TASK TO CARRY OUT. What lines below contain the word "shirt"? Please pull each one out.

--

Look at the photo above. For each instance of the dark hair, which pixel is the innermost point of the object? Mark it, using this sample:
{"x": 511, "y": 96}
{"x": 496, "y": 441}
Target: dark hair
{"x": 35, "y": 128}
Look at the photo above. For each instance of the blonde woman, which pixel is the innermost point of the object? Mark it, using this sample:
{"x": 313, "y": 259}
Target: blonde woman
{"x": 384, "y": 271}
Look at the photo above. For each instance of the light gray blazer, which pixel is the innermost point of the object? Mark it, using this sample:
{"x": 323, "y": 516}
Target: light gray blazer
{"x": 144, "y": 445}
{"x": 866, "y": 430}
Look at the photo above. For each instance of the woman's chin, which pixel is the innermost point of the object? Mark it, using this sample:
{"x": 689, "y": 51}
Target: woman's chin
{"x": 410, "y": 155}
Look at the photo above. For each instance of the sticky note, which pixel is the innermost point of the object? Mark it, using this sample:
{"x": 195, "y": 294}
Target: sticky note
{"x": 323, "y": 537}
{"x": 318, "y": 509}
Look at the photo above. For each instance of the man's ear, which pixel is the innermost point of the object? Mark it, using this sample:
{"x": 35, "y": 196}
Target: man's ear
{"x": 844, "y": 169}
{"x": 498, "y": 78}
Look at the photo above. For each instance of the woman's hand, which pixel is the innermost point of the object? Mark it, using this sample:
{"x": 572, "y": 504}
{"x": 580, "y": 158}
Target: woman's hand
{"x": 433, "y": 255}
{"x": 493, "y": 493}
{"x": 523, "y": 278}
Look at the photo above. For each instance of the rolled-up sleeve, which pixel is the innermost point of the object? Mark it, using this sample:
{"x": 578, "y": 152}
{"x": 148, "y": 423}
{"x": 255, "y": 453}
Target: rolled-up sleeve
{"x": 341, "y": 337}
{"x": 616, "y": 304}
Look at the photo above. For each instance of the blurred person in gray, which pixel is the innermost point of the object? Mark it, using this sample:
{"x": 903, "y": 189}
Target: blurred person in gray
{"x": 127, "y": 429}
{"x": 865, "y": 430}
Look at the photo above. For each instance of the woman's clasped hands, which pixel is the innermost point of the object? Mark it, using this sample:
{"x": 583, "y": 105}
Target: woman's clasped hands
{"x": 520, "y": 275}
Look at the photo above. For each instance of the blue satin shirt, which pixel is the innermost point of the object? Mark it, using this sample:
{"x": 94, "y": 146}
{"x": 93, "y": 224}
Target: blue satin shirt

--

RESULT OF THIS EXERCISE.
Look at the photo above. For each instance of the blue satin shirt, which pixel is the innermost point of the object? Mark it, using this sample:
Target: blue satin shirt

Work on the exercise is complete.